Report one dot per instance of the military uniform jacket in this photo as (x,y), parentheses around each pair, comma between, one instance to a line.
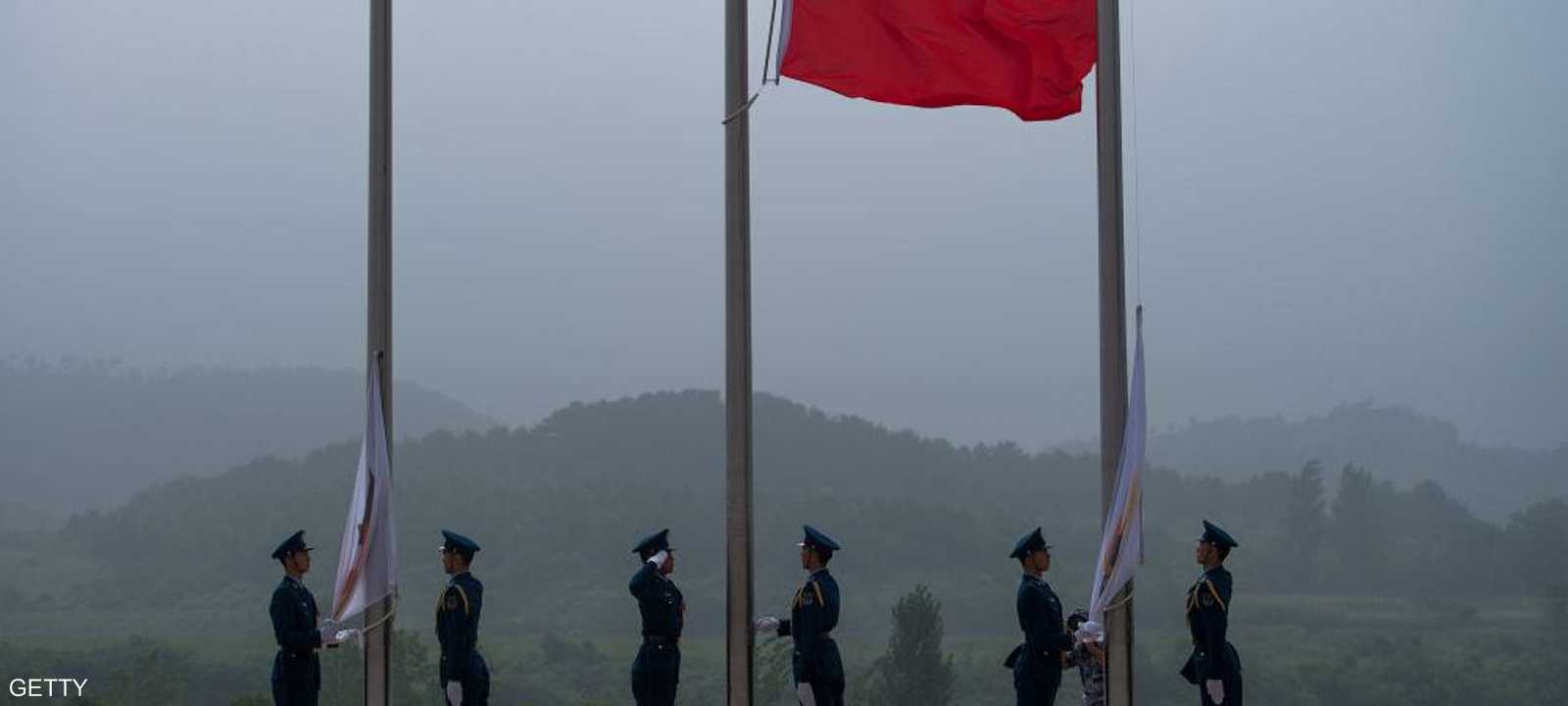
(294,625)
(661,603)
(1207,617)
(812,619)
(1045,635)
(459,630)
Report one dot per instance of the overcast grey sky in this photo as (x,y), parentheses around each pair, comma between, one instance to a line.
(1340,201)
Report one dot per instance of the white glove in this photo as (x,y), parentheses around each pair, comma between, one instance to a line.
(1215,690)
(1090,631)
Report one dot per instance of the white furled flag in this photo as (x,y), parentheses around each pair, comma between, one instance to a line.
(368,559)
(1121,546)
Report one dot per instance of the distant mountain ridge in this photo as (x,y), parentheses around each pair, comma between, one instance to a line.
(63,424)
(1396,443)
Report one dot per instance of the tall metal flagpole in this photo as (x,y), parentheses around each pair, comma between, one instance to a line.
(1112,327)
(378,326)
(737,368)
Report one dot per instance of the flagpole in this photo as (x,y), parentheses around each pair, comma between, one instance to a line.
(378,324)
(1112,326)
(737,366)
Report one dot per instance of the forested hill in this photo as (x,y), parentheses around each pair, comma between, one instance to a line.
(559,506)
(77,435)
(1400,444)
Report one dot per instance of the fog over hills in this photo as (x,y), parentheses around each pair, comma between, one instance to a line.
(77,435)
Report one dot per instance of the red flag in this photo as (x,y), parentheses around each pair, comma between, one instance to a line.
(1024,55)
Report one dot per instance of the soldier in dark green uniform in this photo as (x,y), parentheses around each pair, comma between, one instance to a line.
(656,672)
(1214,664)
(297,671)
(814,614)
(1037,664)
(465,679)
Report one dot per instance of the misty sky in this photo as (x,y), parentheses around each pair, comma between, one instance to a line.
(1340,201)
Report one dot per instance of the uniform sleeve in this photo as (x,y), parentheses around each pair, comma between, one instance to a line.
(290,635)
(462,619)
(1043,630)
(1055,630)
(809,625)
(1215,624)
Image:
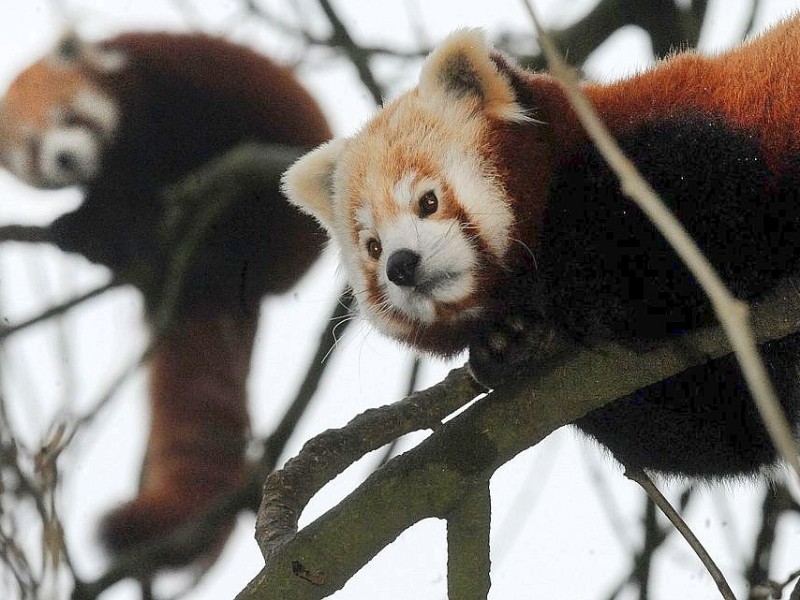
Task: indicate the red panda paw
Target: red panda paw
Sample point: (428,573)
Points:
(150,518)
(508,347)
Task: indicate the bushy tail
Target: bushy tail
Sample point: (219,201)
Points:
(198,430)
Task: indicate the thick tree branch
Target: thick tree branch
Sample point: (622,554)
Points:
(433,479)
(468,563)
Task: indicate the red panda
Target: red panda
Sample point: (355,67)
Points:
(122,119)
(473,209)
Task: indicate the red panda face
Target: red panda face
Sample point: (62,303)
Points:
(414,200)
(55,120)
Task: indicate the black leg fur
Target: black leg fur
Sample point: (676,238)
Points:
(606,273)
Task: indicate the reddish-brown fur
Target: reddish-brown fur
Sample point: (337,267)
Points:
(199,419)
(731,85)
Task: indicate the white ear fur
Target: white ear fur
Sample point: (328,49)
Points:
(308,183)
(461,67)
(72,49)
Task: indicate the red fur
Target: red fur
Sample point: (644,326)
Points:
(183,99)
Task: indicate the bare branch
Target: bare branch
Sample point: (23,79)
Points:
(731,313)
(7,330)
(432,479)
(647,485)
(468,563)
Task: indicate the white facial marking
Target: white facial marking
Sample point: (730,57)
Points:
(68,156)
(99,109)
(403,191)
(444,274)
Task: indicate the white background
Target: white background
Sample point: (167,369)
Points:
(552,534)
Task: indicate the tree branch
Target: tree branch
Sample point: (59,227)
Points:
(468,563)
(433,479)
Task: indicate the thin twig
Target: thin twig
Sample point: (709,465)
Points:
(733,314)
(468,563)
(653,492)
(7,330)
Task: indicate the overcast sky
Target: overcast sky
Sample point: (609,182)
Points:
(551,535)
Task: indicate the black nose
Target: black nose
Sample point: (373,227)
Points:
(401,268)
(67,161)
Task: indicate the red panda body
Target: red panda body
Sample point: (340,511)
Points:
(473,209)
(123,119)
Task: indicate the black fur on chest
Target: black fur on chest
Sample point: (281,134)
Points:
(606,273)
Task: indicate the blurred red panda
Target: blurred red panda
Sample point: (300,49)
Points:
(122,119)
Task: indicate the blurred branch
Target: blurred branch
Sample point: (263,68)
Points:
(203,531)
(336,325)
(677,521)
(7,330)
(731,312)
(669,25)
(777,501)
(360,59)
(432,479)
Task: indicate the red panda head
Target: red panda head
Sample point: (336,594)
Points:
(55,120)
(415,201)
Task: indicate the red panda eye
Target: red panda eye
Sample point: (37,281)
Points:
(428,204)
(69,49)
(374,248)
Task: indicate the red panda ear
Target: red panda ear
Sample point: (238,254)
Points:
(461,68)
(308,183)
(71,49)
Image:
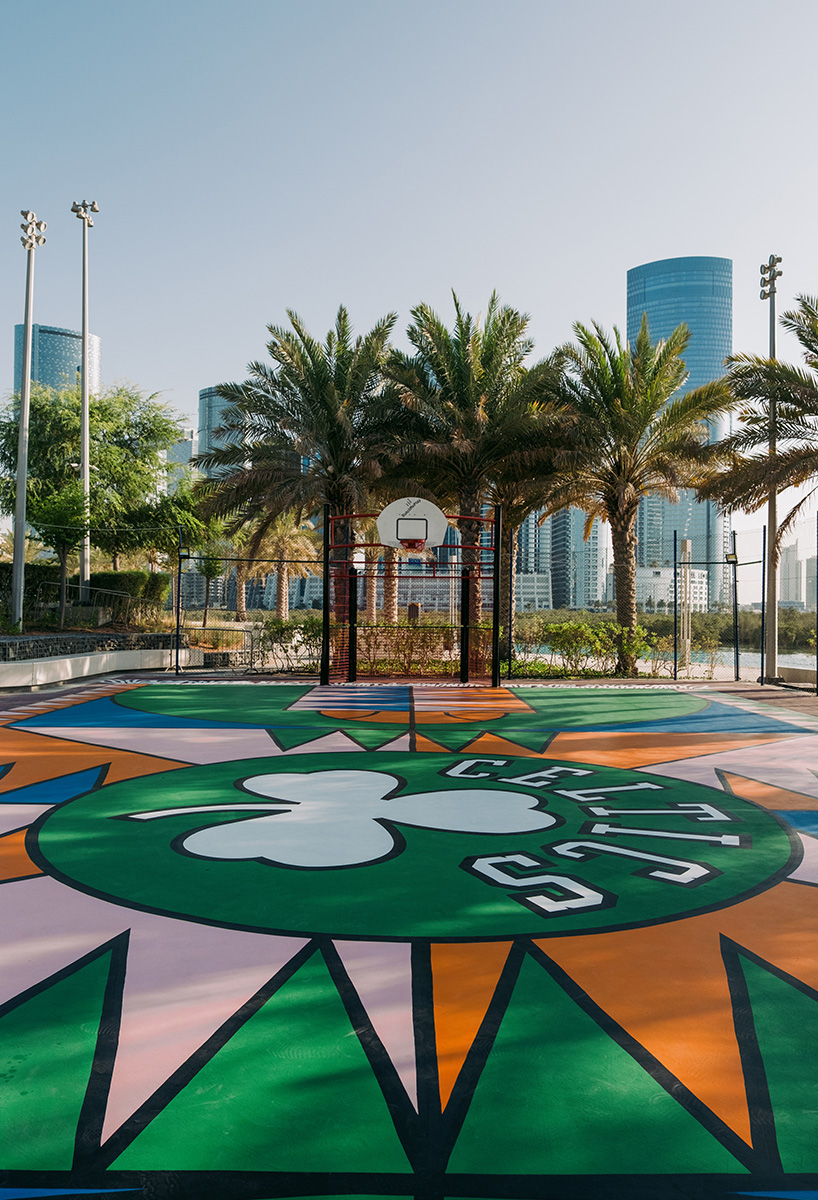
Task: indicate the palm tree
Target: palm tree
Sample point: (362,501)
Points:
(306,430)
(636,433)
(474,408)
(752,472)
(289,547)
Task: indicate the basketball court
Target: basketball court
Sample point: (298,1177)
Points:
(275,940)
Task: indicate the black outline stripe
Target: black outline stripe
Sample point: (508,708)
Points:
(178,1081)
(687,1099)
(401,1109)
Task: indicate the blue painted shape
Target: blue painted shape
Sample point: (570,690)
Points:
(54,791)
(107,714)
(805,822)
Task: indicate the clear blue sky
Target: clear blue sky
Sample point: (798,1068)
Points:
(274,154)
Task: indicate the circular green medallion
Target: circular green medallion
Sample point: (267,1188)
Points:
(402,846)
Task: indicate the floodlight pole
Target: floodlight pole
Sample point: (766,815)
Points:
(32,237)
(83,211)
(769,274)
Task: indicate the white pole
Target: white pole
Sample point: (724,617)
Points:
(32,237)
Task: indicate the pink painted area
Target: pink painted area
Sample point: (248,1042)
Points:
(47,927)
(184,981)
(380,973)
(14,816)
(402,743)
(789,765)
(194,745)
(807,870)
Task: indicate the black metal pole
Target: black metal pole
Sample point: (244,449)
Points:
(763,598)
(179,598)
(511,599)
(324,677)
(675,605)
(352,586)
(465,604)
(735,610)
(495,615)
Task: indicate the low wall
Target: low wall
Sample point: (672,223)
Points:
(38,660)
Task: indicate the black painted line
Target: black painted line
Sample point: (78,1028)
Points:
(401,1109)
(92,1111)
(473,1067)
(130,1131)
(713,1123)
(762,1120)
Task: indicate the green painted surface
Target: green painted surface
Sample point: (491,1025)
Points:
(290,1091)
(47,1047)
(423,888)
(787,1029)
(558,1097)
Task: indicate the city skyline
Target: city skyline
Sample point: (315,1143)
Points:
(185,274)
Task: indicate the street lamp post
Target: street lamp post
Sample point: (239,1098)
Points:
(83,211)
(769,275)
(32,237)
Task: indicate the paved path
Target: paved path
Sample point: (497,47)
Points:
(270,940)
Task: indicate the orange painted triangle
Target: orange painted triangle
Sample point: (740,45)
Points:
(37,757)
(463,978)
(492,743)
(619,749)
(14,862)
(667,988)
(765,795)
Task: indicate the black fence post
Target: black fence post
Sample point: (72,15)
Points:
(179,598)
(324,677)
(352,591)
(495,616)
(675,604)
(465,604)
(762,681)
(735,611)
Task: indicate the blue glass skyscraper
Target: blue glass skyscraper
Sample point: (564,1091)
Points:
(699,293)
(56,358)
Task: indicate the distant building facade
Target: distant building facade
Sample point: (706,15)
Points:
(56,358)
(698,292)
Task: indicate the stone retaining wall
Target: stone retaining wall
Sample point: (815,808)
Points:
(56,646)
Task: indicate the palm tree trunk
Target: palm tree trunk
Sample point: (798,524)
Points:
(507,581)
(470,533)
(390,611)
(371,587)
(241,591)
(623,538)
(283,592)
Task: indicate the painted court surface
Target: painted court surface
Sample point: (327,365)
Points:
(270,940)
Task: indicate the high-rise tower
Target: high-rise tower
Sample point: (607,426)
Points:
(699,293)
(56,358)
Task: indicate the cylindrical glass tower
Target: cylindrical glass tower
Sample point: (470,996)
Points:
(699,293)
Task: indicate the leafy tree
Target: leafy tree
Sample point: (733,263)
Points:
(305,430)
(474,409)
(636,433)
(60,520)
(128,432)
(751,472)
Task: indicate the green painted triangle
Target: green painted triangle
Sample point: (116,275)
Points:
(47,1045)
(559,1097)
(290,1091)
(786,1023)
::::
WHAT YOU WILL DO →
Whenever a line of the listing above holds the word "floodlight", copy that line.

TASK RESPONSE →
Task: indicate the floodlight pole
Target: floodlight pole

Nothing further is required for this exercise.